▶ [Task details]: Below are some records; retype all of them exactly.

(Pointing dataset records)
(begin)

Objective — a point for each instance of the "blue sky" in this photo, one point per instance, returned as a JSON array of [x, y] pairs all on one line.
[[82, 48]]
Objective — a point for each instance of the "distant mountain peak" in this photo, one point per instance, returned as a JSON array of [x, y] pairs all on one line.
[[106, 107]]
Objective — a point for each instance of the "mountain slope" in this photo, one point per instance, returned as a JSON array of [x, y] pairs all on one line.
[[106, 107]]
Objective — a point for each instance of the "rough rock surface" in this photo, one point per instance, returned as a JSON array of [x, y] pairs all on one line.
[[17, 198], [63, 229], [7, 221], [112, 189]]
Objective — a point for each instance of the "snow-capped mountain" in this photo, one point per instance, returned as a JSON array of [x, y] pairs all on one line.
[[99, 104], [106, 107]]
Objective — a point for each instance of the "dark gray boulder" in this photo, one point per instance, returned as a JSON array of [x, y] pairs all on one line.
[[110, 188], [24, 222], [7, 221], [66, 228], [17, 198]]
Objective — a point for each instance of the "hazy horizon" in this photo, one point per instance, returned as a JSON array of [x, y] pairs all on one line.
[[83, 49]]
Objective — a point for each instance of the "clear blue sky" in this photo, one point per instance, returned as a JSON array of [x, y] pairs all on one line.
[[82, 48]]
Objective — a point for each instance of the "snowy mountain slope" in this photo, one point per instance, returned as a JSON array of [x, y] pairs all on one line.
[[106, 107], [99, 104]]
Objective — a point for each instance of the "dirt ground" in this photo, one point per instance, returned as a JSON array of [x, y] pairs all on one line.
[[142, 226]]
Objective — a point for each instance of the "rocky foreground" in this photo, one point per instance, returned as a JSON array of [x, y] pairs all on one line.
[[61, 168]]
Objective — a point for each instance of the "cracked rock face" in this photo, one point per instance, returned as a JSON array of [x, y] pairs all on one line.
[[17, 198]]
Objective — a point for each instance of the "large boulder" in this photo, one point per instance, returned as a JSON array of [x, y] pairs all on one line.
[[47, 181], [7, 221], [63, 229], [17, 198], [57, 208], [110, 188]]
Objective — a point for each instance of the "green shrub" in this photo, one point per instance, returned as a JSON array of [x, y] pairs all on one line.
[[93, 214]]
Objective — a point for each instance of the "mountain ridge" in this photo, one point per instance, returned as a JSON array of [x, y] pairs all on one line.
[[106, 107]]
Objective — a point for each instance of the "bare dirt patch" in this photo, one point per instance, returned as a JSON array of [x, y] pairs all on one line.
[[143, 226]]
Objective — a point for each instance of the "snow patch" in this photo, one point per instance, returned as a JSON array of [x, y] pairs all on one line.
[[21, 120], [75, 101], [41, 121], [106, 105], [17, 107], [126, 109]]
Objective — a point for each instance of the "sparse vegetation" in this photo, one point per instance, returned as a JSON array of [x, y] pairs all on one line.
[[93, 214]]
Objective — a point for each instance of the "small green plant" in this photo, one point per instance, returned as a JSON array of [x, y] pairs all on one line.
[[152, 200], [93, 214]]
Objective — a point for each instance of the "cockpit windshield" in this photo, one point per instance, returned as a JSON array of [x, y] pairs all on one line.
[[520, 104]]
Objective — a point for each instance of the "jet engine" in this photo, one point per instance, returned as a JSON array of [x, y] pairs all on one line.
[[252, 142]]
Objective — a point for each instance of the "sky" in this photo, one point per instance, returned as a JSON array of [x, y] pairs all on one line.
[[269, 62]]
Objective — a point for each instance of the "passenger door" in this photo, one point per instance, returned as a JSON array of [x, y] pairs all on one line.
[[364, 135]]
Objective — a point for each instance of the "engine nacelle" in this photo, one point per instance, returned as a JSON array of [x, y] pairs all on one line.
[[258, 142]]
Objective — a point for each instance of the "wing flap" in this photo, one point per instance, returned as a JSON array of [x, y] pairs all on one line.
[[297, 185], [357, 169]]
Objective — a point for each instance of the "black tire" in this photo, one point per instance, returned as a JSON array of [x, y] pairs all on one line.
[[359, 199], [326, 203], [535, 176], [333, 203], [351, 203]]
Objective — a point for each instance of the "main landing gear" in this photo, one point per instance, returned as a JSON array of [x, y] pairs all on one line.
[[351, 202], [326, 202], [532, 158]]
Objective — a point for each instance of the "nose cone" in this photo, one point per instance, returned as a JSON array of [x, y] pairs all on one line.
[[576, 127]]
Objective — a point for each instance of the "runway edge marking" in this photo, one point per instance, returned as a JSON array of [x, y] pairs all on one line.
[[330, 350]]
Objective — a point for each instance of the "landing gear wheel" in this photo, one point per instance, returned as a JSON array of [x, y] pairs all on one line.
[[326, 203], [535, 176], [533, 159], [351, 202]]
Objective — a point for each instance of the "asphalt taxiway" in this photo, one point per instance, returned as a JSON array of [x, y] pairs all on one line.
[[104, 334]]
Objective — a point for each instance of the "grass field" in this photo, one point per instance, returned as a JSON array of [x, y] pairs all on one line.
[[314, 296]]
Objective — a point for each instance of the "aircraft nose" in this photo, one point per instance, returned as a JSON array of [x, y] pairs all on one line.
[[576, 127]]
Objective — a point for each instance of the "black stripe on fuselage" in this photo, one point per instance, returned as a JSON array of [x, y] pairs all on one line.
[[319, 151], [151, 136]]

(end)

▶ [Exercise result]:
Objective — a point for each instance of the "blue sky" in this photo, one point per instance, returned as a JSON array of [x, y] pairs all on one line.
[[82, 48]]
Objective — a point for each instance of the "distant mountain peak" in this photo, one point per instance, returned as a JSON array of [x, y] pairs all on one line.
[[106, 107]]
Objective — a point for each instance of the "mountain slope" in this photo, one point per instance, returned as a JSON array of [x, y] pairs all on one line.
[[106, 107]]
Objective — a point for each instance of the "rough rock surface" in this photo, one point per instance, returned as a JSON array of [x, y] pairs all on one line.
[[17, 198], [63, 229], [7, 221], [112, 189]]
Objective — a point for each instance of the "snow-capped mountain" in this photo, one point per instance, returned as a JSON array of [x, y] pairs all on one line.
[[99, 104], [106, 107]]
Objective — a point for each instance of the "dark gray boulder" in this photo, one point per instance, returned as a JSON array of [x, y] pairs all on one line.
[[110, 188], [24, 222], [7, 221], [66, 228], [17, 198]]
Objective — a point for each instance of the "hazy horizon" in this photo, one point per instance, returned as a JSON array of [x, y] pairs all on one line.
[[83, 49]]
Objective — a point for each instance of the "clear blue sky" in this photo, one point per instance, returned as a JSON array of [x, y] pairs all on one line.
[[82, 48]]
Objective — a point for each instance of the "snowy mountain slope" in this photo, one point per instance, returned as a JSON array of [x, y] pairs all on one line.
[[106, 107], [99, 104]]
Objective — a point for each instance of the "dirt ground" in this photo, one point per instance, returned as a JSON array of [x, y] pairs all on one line.
[[142, 226]]
Objective — a point for each instance of the "rocky foreground" in this photo, one point per instance, returned as a JSON array of [x, y] pairs all on one line.
[[61, 168]]
Objective — a point for each instance of the "cracked rock face" in this photo, one point per instance, returned as a JSON array of [x, y] pairs all on one line.
[[17, 198]]
Objective — a point for each instance of the "large boulder" in this photo, one point per instance, returned as a JSON array of [x, y] pairs all on one line.
[[47, 181], [7, 221], [63, 229], [17, 198], [57, 208], [110, 188]]
Objective — a point for each instance of the "green shrub" in this photo, one point per instance, returned as a JSON array of [x, y] pairs all on one line.
[[93, 214]]
Objective — a point for each instance of the "mountain ridge" in this photo, one point per instance, returned as a JSON array of [x, y] pairs all on one line.
[[106, 107]]
Objective — a point for each instance of the "bare dirt patch" in this photo, one point per instance, returned as a JSON array of [x, y] pairs all on one line.
[[143, 226]]
Objective — a point for each instance of the "snow patch" in this photo, one point per instance, returned as a JSON array of [x, y] pairs all on one line.
[[21, 120], [75, 101], [41, 121], [106, 105], [17, 107], [126, 109]]
Objective — a point for each instance of the "sparse vegetation" in this photo, one point per instance, returned as a JSON array of [x, y] pairs all on one line.
[[93, 214]]
Objective — a point for each instance of the "small green plant" in this photo, one point per instance, returned as a JSON array of [x, y] pairs all on one line.
[[152, 200], [93, 214]]
Objective — a point for each instance of the "cockpit windshield" in this photo, one point per instance, returned as a JSON array of [x, y] pairs all on one line.
[[520, 104]]
Objective — a point for each instance of the "jet engine" in this photo, one point per instance, returned as a JSON array of [x, y] pairs all on one line.
[[252, 142]]
Objective — a point for each instance of the "sky" in this photo, one point per instance, returned as a JSON array of [x, y] pairs all on one line.
[[269, 62]]
Objective — a point for each instance of the "passenger door" in this photo, one point per instance, returned as a JSON array of [x, y] pairs all on one line.
[[364, 135]]
Objective — a point for each instance of the "engine nacelle" in this photo, one point per instance, returned as a JSON array of [x, y] pairs all on one line.
[[258, 142]]
Objective — a point for each instance of the "wing flap" in this photo, one point per instance, returned as a JSON array of [x, y] pairs all on one line.
[[297, 185], [357, 169]]
Objective — a point for each instance of the "black tire" in this photo, one point per instance, returned as a JSON array of [x, y] pairs all on one line.
[[359, 199], [326, 203], [535, 176], [333, 203], [351, 203]]
Objective — a point for each instance of the "main landing gear" in this photo, one point per instance, returned as a JSON array of [x, y] pairs all on one line.
[[351, 202], [326, 202], [532, 158]]
Objective — a point for each instance of the "nose cone" in this photo, one point per instance, returned as a JSON array of [x, y] pairs all on one line.
[[576, 127]]
Objective — a point for each instance of the "runway edge marking" in this photo, one point per instance, returned as a JSON array of [x, y] pairs all on one line.
[[330, 350]]
Objective — a point for each instance of the "landing gear wheel" in this photo, one point per instance, returned as a JSON array of [x, y] pairs all on one line.
[[326, 203], [535, 176], [533, 159], [351, 202]]
Objective — a point for each instance of the "asphalt taxiway" in this photo, one point per instance, returned as a JSON array of [x, y] pairs all on one line.
[[104, 334]]
Objective — a point for each instance of the "grass field" in this photo, one point per instance, returned as a JSON array of [x, y] pairs all on one line.
[[314, 296]]
Objective — a point for each instance of the "aircraft nose" in this photo, one point per instance, returned as a JSON array of [x, y] pairs all on one line.
[[576, 127]]
Objective — a point for each instance of the "black stripe on fuselage" in this photo, one point per instance, returned as a JSON array of [x, y] pairs all on one line.
[[319, 151], [151, 136]]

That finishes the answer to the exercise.